--- What needs to be done ---
Read the records below. Copy each line where the string "shirt" occurs.

(Records for this exercise)

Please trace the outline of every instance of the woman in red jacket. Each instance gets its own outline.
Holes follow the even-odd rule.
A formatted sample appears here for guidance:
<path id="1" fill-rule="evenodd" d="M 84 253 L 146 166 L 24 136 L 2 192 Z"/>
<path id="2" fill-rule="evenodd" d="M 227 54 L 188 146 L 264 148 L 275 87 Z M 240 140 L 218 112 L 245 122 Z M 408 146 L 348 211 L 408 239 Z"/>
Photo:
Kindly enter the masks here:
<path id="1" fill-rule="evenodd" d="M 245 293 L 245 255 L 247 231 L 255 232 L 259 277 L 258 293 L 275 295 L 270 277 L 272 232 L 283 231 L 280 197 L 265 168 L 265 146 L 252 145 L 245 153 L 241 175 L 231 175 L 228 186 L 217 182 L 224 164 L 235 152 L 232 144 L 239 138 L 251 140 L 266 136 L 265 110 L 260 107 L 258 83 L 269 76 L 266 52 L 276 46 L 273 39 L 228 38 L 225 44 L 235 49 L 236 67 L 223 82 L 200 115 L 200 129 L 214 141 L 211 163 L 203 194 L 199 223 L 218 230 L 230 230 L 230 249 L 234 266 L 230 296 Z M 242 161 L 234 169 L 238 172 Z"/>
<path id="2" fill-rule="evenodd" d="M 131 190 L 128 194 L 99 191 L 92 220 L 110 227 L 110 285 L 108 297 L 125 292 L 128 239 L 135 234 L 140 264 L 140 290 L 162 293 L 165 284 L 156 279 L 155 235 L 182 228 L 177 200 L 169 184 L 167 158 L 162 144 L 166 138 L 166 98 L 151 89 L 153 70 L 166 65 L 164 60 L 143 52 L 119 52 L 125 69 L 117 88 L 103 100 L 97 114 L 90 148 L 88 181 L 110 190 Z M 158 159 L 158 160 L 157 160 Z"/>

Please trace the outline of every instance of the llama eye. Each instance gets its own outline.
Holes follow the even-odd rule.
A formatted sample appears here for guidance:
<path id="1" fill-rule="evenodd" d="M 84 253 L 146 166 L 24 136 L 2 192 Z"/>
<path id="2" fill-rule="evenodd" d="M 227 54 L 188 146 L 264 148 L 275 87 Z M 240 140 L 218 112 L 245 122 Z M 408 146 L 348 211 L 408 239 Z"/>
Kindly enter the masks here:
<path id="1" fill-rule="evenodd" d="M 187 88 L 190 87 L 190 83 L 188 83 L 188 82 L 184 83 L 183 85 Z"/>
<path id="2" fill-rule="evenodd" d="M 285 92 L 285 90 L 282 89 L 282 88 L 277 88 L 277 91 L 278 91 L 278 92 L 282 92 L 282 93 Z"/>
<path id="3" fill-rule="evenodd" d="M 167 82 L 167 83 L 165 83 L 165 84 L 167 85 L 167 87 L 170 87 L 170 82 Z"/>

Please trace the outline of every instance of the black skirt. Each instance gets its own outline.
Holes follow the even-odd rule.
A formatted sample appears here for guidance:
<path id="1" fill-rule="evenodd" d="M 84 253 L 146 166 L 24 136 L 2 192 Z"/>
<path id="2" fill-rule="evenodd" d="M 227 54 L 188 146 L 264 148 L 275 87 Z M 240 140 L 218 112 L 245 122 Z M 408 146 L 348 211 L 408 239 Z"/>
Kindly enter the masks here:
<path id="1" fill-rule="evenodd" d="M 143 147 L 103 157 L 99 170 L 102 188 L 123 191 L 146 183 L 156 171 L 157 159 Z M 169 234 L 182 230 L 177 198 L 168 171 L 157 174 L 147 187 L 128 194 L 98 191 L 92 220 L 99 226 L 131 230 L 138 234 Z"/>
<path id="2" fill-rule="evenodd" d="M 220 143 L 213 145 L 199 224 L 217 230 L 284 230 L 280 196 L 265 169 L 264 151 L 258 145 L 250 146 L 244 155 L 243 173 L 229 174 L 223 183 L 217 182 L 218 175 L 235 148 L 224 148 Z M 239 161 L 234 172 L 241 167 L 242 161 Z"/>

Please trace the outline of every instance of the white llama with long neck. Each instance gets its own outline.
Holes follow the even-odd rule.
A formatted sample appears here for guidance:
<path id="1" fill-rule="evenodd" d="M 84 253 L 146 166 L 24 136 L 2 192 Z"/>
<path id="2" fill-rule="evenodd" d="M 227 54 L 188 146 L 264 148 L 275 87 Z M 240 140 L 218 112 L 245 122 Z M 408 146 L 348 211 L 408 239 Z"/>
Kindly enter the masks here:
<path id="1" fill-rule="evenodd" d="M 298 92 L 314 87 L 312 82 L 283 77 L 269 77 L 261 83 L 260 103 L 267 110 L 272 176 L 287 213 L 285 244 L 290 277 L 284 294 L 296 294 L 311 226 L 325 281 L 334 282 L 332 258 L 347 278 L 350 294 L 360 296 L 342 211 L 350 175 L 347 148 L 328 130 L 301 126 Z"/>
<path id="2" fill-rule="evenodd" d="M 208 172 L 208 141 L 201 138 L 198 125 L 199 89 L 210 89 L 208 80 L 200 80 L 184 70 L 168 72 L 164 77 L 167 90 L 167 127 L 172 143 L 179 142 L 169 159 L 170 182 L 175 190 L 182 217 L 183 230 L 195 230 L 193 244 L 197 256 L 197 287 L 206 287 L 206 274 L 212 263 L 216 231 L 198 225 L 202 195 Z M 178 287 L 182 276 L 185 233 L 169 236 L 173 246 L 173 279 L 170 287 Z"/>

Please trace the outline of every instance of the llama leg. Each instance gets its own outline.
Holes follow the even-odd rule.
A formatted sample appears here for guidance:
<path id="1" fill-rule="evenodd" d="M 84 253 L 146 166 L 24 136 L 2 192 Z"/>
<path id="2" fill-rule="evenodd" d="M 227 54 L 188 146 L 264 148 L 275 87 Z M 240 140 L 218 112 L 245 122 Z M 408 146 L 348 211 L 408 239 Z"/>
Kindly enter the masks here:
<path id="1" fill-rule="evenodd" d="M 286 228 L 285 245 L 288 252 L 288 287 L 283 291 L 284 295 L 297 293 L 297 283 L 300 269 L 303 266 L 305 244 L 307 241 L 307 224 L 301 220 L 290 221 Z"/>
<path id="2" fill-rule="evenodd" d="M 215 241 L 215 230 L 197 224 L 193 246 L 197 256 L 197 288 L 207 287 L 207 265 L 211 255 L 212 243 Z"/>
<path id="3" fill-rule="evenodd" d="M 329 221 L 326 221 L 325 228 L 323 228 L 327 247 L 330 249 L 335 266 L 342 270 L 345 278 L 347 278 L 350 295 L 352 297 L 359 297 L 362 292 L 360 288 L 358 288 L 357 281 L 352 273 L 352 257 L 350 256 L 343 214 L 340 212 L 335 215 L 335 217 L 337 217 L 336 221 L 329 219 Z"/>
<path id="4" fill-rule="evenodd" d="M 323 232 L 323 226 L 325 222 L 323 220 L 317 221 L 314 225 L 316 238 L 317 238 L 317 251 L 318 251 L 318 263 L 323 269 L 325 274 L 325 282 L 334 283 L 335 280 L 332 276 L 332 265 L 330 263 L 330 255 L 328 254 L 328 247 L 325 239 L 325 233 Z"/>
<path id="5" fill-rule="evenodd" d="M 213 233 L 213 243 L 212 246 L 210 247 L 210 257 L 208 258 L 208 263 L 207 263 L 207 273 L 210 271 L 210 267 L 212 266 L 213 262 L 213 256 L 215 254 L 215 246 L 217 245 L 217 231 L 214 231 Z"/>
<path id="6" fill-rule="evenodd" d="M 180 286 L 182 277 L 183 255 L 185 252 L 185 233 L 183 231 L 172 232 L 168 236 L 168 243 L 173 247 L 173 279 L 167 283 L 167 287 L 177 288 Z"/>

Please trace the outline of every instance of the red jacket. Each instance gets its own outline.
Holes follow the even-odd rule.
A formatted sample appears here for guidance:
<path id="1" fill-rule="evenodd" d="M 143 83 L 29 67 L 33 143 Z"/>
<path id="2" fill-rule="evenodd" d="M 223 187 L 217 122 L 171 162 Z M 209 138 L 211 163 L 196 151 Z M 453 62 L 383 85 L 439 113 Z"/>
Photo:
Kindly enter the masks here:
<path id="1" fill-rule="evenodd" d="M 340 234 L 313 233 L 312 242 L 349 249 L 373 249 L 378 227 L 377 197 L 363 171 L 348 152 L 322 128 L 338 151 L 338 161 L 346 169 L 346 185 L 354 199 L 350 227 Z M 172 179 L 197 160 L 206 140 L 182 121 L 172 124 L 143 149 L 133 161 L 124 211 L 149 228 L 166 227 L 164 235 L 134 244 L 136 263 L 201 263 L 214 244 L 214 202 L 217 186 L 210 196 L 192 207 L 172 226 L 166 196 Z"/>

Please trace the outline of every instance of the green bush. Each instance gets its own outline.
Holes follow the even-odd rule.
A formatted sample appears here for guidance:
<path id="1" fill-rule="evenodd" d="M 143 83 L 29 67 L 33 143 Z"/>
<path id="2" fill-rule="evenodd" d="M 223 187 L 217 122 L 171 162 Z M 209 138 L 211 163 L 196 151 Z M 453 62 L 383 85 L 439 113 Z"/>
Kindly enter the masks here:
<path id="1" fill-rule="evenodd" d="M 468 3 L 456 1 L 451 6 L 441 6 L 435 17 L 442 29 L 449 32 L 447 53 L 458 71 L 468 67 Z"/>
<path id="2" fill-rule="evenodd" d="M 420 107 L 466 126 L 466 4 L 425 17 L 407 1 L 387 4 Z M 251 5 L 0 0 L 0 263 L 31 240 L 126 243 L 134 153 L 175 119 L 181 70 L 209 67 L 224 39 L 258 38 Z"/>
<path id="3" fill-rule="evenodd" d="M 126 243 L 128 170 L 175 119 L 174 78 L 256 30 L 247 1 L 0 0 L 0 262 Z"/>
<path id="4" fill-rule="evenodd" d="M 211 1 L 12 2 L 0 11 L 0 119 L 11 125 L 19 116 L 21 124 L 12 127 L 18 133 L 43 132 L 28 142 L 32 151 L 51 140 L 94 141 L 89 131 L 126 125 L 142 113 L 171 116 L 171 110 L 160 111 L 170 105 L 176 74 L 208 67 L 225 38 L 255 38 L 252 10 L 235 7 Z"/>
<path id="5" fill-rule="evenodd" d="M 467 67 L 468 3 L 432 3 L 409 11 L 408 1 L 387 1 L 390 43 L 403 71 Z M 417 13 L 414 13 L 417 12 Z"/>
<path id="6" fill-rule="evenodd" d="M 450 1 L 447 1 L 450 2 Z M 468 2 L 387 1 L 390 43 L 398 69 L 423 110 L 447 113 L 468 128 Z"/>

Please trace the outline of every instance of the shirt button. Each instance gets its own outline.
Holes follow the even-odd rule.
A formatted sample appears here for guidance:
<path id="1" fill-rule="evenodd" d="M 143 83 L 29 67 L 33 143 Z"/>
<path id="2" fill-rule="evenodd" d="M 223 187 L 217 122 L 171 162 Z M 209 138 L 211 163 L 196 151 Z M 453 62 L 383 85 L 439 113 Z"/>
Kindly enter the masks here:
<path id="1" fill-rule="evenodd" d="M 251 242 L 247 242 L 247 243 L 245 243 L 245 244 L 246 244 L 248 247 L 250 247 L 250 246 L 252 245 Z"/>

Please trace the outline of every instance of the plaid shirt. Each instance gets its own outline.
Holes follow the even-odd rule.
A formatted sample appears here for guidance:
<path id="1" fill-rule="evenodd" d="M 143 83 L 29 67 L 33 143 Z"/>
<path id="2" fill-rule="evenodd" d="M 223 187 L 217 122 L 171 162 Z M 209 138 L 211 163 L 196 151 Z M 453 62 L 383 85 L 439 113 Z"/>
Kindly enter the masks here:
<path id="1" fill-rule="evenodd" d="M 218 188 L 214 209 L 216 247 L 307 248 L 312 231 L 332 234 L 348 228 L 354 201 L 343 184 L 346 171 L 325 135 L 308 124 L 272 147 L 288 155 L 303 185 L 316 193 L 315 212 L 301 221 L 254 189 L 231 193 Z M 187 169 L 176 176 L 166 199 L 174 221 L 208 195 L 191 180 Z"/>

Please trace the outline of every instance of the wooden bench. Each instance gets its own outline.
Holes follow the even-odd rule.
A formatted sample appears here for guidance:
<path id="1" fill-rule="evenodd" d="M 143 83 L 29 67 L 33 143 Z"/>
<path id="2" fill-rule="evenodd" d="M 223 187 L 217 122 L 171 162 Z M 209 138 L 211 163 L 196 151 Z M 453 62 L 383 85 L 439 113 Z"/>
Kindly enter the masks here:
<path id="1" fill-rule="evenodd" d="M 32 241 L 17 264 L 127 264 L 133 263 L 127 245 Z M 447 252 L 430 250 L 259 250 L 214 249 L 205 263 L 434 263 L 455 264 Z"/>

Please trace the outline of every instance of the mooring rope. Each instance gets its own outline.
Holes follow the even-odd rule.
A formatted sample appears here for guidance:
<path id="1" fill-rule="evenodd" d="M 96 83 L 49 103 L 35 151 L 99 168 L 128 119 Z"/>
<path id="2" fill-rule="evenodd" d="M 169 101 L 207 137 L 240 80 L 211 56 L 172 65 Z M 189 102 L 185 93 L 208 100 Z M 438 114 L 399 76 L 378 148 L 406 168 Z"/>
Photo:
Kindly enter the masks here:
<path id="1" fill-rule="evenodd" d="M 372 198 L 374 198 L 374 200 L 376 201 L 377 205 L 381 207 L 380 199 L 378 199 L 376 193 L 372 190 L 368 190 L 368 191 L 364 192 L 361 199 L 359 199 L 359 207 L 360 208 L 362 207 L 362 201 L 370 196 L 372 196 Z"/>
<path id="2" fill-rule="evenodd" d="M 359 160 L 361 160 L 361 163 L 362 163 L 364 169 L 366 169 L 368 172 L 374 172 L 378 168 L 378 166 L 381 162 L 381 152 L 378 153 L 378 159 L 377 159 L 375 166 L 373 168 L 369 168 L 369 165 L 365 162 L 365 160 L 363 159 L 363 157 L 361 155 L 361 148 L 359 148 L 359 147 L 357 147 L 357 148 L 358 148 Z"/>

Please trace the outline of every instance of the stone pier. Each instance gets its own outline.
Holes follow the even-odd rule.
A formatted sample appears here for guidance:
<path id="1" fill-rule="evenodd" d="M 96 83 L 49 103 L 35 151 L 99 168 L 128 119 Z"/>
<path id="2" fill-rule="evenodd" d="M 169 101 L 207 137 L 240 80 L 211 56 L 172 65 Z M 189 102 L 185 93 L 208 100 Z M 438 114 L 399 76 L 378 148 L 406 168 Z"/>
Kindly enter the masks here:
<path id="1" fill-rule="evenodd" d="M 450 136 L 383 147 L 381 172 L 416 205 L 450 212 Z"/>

(End Records for this exercise)

--- Solution to this problem ---
Please trace the outline of every instance of the shirt button. Each instance gets its own outline.
Please trace the outline of every instance of the plaid shirt. Each instance gets its own outline.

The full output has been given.